# Text under study
Steve Jobs First Girlfriend Chrisann Brennan Calls Him Vicious, Despotic And Emotionally Underdeveloped In Her Memoir The Bite In The Apple; Is It A Publicity Stunt To Come Out After The Apple Co-Founder Is Dead?

Steve Jobs' first girlfriend Chrisann Brennan has come out with nitty-gritty details about her relationship with the Apple co-founder back in the days when the two of them were together.

Her book, 'The Bite in the Apple: A Memoir of My Life with Steve Jobs', throws light on their relationship and how it went sour with the success of Apple Inc.

They were chums at Homestead High School in Cupertino and dated for five years until Jobs split with Brennan when she informed him about her pregnancy. 

Jobs continued to deny being the father of Brennan's daughter Lisa, even though a 1979 paternity test proved him Lisa's biological father.  

He later confirmed that Lisa was her daughter and sponsored her Harvard education.

In the first excerpt released in the New York Post, Brennan compares her hot and cold relationship to a 'game of Snakes and Ladders, with Steve as the game master. The ups were hopeful and the downs were extreme. I didn't know how to hold my own with him because he didn't play fair. He just played to win - and win at any cost.' (from the excerpt)

According to Brennan, Steve had started pointing out her follies, the wrinkles on her face. He mocked others to show his superiority.

# Problems and tasks
1 > List the words the headline of the article uses to describe Steve Jobs.
2 > Echo the stretch of the article from "He later confirmed" through "(from the excerpt)".

# Given information
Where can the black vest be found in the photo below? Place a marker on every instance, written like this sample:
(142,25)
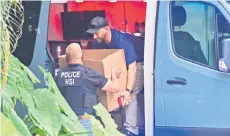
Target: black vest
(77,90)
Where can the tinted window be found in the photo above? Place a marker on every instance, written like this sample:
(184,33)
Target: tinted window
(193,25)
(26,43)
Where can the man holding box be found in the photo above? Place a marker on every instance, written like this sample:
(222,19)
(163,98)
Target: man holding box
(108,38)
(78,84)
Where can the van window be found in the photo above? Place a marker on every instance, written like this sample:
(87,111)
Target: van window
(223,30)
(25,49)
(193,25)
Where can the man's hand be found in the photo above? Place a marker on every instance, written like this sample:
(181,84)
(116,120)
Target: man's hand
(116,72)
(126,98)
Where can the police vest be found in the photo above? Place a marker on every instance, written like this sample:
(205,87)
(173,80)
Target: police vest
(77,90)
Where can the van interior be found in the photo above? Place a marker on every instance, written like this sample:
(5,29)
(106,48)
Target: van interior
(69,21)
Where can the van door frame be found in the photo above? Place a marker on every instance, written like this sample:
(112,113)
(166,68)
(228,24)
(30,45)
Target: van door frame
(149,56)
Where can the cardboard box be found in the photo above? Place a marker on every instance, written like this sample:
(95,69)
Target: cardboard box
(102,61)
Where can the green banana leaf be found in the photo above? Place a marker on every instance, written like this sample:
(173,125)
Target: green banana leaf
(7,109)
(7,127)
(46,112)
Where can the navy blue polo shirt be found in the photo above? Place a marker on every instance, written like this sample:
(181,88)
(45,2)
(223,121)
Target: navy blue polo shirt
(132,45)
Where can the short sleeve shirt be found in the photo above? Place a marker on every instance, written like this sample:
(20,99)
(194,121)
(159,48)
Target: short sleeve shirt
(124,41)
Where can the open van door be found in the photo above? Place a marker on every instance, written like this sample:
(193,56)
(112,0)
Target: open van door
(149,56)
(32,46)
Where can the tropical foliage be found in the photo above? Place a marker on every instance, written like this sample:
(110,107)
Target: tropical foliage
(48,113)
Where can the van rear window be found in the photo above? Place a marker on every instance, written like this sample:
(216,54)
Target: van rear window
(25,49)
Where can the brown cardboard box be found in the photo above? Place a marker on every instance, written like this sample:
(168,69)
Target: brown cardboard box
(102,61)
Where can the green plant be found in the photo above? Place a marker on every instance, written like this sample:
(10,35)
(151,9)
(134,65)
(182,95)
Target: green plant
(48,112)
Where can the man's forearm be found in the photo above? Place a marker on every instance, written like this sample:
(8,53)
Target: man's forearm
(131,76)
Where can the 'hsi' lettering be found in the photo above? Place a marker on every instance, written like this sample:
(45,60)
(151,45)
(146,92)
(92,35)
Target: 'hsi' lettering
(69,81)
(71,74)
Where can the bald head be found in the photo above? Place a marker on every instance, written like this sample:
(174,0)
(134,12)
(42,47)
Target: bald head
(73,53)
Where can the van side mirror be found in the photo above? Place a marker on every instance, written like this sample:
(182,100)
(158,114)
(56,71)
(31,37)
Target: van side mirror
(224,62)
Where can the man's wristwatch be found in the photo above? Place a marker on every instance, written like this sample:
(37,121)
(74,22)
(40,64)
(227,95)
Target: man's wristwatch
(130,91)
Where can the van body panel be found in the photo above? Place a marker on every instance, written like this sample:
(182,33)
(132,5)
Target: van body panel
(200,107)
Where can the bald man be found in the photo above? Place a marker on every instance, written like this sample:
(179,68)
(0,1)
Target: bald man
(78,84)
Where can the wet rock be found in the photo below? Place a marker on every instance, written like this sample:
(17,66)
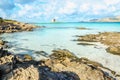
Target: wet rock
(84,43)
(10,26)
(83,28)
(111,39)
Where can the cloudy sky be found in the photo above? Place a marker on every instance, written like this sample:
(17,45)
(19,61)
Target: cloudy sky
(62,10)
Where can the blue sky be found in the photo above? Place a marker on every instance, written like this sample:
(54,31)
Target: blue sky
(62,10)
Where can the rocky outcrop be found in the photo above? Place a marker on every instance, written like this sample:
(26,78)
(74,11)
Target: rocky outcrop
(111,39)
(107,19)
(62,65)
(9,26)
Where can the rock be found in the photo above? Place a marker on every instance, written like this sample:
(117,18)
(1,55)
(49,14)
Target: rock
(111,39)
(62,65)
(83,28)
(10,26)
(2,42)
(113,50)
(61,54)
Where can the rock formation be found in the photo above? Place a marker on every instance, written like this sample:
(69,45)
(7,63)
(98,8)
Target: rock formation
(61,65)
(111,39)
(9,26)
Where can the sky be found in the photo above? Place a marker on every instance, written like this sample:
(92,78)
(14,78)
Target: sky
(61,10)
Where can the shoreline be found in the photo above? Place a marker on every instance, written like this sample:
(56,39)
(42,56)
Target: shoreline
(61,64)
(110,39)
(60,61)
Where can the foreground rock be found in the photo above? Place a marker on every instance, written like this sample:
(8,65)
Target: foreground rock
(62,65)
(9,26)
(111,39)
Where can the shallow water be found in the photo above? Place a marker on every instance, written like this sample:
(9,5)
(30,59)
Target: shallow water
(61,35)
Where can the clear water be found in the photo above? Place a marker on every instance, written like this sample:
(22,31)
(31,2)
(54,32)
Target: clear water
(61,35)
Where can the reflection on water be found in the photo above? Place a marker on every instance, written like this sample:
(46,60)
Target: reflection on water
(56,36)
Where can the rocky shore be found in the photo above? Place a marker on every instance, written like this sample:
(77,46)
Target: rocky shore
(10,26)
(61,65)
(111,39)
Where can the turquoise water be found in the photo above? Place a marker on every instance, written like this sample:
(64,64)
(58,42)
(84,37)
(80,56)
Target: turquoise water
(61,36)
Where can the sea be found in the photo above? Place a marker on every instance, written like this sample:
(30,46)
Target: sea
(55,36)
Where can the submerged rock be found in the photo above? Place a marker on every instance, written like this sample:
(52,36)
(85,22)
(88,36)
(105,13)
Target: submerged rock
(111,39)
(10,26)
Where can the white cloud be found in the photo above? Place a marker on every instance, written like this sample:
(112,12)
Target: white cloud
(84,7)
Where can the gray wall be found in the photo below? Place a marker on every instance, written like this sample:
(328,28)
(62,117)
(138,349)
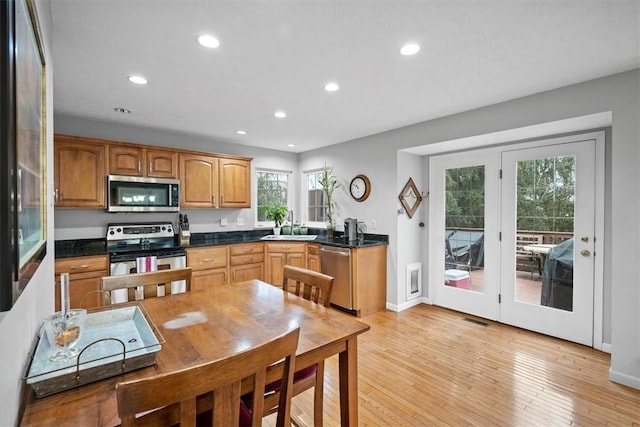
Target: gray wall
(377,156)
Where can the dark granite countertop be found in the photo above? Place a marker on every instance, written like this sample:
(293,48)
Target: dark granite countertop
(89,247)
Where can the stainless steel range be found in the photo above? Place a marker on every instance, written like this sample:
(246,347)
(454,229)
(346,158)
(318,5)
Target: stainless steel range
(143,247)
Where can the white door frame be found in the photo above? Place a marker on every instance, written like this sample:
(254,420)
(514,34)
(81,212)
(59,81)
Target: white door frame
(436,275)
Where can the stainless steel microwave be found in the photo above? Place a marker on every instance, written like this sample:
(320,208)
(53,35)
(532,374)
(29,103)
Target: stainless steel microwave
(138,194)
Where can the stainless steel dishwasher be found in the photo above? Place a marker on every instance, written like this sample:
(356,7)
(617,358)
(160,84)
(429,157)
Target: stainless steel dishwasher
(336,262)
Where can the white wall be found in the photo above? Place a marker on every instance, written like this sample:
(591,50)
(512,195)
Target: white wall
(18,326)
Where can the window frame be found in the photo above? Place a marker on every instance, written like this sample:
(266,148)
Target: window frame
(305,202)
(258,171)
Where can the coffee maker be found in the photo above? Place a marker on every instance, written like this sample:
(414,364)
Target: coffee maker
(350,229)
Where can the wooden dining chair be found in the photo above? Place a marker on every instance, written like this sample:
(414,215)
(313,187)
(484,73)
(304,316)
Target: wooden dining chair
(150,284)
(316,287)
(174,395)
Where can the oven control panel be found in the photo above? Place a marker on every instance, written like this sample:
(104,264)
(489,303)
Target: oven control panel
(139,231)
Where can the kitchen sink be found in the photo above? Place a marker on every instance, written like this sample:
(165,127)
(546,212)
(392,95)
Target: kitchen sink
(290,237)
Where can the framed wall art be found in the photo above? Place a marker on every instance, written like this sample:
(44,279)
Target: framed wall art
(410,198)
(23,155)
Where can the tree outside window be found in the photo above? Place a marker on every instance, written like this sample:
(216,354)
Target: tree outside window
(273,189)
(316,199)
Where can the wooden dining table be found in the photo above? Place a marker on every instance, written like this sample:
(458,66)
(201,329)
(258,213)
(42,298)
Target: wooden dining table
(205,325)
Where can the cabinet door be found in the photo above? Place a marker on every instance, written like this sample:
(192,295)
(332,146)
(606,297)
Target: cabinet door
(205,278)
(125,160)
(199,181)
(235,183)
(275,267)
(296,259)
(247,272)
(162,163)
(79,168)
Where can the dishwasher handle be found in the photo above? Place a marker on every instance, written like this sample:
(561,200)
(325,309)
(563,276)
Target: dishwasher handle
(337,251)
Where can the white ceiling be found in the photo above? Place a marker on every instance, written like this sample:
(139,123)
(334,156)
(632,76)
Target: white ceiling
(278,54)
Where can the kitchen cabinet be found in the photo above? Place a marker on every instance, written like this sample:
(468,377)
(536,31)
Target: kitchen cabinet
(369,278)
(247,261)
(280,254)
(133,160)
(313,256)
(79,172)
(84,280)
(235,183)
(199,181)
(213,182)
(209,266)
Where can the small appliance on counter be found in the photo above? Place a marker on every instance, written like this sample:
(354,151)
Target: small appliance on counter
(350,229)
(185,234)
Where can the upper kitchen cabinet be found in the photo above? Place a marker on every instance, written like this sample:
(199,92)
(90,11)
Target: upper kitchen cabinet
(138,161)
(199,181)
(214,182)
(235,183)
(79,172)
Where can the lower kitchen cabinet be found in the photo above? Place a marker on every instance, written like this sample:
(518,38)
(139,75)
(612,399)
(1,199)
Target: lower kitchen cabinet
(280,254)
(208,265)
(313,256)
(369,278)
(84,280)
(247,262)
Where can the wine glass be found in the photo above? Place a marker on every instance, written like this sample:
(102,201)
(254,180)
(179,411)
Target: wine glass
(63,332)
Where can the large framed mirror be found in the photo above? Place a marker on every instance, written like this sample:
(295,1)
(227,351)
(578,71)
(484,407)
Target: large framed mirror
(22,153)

# Answers to the problems
1 >
- Vicious
- Despotic
- Emotionally underdeveloped

2 >
He later confirmed that Lisa was her daughter and sponsored her Harvard education.

In the first excerpt released in the New York Post, Brennan compares her hot and cold relationship to a 'game of Snakes and Ladders, with Steve as the game master. The ups were hopeful and the downs were extreme. I didn't know how to hold my own with him because he didn't play fair. He just played to win - and win at any cost.' (from the excerpt)